Exercise description. Exact copies are required of the lines from the line containing "Mark every instance of the sun glare" through the final line of the listing, both included, and of no other lines.

Record excerpts.
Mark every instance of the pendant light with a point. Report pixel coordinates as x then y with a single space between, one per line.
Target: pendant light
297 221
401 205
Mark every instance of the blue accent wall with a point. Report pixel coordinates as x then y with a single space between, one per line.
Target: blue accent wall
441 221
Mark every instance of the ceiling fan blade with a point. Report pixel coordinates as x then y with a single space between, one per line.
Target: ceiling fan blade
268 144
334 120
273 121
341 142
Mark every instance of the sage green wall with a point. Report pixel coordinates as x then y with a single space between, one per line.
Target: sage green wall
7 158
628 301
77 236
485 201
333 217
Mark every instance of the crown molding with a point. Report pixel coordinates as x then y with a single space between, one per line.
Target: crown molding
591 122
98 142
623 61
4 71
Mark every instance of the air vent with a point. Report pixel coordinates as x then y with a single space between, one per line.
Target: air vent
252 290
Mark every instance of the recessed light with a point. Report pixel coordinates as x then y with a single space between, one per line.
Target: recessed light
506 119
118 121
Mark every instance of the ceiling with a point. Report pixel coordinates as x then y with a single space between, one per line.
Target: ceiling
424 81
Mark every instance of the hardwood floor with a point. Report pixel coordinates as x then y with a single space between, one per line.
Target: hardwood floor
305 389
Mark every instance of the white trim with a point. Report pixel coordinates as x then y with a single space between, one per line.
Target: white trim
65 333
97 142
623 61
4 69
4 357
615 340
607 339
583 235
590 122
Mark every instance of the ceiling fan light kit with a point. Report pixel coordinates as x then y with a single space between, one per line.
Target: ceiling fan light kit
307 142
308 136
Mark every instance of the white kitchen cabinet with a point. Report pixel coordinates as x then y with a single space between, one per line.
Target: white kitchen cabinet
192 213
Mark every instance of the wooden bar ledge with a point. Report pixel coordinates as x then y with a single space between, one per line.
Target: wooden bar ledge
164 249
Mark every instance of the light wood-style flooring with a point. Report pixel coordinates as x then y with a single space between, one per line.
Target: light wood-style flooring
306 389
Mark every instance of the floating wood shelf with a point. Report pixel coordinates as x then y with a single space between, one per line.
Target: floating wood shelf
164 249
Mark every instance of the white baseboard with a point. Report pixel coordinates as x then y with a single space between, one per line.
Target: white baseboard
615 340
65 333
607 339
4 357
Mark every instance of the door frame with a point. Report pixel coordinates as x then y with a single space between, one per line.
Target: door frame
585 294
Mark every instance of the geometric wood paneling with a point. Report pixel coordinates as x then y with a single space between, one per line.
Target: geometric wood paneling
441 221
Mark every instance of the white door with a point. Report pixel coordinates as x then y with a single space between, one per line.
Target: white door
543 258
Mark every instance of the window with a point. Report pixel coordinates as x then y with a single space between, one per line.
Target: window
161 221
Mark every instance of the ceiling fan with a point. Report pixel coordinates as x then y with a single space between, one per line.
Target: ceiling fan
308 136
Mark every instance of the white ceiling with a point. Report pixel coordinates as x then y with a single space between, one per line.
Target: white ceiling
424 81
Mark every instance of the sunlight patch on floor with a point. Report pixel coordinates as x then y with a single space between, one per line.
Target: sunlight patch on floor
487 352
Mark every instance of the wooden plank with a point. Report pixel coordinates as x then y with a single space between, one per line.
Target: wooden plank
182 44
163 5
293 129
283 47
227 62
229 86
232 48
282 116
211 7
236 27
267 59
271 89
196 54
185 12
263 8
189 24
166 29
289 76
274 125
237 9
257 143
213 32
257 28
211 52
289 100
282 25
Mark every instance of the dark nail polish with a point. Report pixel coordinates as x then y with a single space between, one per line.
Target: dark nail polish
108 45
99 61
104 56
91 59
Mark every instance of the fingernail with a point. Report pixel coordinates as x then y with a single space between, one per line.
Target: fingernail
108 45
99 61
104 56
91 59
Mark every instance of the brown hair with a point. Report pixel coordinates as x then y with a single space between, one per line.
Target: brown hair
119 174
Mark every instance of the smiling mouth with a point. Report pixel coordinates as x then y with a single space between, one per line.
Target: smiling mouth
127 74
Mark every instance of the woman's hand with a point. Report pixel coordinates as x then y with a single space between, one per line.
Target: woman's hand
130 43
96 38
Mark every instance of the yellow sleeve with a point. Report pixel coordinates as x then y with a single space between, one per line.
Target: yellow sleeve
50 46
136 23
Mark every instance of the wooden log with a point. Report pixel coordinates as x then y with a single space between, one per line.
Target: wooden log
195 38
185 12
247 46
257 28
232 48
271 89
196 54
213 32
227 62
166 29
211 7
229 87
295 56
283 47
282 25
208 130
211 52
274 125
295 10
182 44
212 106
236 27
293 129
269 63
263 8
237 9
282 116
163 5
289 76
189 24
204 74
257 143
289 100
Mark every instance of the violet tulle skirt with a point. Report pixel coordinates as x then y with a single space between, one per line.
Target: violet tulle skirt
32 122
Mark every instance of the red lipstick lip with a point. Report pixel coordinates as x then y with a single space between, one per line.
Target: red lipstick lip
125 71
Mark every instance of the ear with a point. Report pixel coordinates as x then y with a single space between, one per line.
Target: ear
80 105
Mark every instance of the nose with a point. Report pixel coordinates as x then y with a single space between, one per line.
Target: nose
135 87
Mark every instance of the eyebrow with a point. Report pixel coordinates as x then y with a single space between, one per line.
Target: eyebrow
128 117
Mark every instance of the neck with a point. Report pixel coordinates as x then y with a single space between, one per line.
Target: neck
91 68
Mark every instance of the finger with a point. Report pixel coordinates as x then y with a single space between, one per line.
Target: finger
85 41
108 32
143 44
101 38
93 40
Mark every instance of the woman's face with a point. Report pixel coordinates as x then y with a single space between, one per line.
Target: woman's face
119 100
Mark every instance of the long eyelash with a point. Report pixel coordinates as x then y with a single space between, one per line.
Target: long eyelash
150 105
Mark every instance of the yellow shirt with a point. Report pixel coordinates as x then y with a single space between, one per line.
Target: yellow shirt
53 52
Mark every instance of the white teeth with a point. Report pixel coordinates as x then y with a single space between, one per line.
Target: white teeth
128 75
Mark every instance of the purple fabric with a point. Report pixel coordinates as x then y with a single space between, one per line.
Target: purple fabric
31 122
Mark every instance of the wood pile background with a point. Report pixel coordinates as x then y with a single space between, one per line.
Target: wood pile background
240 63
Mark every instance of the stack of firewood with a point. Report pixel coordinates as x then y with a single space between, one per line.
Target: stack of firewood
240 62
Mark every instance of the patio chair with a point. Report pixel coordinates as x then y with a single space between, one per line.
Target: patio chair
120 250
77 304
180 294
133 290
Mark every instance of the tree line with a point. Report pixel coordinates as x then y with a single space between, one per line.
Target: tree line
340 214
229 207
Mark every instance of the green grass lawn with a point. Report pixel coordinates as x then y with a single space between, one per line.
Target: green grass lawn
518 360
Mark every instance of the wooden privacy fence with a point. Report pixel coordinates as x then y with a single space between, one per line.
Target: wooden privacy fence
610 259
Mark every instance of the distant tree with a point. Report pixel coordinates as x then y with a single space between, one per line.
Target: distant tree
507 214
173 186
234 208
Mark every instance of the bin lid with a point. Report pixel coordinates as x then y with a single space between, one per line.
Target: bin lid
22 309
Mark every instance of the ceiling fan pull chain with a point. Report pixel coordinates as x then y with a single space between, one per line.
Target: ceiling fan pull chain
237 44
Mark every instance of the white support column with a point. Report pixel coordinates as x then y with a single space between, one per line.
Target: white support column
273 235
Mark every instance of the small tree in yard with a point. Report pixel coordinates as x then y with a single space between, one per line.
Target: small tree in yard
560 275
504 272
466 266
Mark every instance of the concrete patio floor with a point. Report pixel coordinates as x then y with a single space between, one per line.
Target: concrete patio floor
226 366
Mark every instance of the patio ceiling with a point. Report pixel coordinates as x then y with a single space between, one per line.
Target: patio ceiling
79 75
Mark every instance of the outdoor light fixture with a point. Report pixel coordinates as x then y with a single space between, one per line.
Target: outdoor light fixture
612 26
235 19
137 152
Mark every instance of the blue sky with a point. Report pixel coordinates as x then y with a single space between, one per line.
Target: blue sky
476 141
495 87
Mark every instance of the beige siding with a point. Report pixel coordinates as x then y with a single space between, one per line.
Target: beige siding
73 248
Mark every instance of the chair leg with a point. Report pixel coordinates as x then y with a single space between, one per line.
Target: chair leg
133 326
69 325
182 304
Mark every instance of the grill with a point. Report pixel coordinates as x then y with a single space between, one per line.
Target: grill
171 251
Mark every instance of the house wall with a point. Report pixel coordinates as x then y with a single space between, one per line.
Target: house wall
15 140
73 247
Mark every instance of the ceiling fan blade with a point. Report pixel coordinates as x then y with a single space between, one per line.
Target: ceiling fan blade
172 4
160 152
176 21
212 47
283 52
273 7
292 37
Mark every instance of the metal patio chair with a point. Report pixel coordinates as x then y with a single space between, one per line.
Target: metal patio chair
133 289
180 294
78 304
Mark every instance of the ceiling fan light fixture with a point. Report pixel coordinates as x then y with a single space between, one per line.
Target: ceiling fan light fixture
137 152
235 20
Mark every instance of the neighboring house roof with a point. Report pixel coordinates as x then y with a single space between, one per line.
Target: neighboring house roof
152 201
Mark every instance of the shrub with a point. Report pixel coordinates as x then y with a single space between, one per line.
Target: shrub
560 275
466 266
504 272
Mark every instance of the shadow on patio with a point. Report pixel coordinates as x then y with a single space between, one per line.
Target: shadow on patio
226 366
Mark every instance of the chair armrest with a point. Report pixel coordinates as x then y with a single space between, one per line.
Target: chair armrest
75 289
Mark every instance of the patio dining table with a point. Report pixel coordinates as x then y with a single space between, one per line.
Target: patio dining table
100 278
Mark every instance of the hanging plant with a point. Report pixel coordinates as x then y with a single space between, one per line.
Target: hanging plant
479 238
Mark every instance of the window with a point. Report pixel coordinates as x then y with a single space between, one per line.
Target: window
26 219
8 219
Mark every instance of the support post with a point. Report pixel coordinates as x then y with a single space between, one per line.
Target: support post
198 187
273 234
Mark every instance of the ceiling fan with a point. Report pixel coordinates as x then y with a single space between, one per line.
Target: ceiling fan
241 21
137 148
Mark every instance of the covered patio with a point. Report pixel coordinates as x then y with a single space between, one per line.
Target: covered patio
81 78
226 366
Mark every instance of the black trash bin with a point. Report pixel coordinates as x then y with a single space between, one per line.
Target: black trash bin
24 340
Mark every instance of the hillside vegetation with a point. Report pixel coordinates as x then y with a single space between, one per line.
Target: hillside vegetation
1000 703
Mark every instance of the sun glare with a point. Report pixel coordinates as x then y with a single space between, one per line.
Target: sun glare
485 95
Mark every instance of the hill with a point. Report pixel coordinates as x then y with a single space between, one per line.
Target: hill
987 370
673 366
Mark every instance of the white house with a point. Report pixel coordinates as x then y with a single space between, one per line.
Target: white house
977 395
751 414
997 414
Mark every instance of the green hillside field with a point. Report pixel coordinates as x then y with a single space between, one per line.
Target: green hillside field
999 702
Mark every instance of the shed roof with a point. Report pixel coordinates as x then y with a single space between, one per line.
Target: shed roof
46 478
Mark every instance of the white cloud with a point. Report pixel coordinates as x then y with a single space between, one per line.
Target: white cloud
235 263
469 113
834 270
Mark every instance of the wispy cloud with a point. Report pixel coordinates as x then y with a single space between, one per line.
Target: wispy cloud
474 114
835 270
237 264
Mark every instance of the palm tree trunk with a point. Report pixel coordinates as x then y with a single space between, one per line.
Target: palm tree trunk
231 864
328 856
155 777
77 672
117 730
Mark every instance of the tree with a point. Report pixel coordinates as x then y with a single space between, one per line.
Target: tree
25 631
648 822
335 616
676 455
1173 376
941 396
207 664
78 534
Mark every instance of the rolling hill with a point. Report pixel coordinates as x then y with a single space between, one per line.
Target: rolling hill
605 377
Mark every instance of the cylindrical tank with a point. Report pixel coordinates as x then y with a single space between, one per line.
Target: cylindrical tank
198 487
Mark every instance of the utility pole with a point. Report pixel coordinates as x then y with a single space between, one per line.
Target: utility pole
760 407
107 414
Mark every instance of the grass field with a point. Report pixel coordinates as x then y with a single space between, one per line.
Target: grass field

Complete response.
Mark every instance of the sun glare with a point. Report pixel coordinates as x then y with a single space between, one per line.
Target: sun glare
485 95
Mark every instance of the hill with a point. Report pixel coordinates as x then y with a single space between, one per line.
Target: hill
987 370
673 366
Mark every instance of the white house with a point. Report pixel coordinates as x then y with a single space between, one per line.
Target: white house
977 395
751 414
997 414
Mark every instance of the green hillside field with a point. Report pixel coordinates as x then y with a single space between, one per line.
Target: green hillside field
999 702
Mark every instance of the shed roof with a point. Report pixel coordinates as x then y with a single space between, one per line.
Target: shed roof
46 478
Mark every instance of the white cloud with a point. Report pixel coordinates as x then y with a single space between, one per line.
Target: white cloud
235 263
469 113
834 270
Mark every instance of the wispy cloud with a point. Report pixel coordinates as x then y with a single space between, one per line.
Target: wispy cloud
474 114
835 270
237 264
Mark every instance of the palm tree trunk with a point. Report pixel coordinates as x then y with a single space between, one per line.
Target: palm tree trunk
231 864
328 856
155 777
77 672
117 730
Mark every instance of the tree with a point. Report pixel coordinates as x then y with a single space between, one per line.
Target: tree
25 631
648 822
335 616
676 455
1173 376
941 396
207 664
78 534
Mark every instance of the rolling hill with a point. Report pixel coordinates as x then y with a single space between, one per line.
Target: rolling hill
605 377
Mark every instance of the cylindrical tank with a point. Report pixel coordinates as x then y with a single space between, one per line.
Target: cylindrical tank
198 487
Mark every instance of the utility pole with a point. Report pixel coordinates as x then y with a single space between, one per line.
Target: utility pole
760 407
107 414
Mark every instance of the grass field with a point. Report pixel coordinates as x then y with a single space between, one per line.
Target: grass field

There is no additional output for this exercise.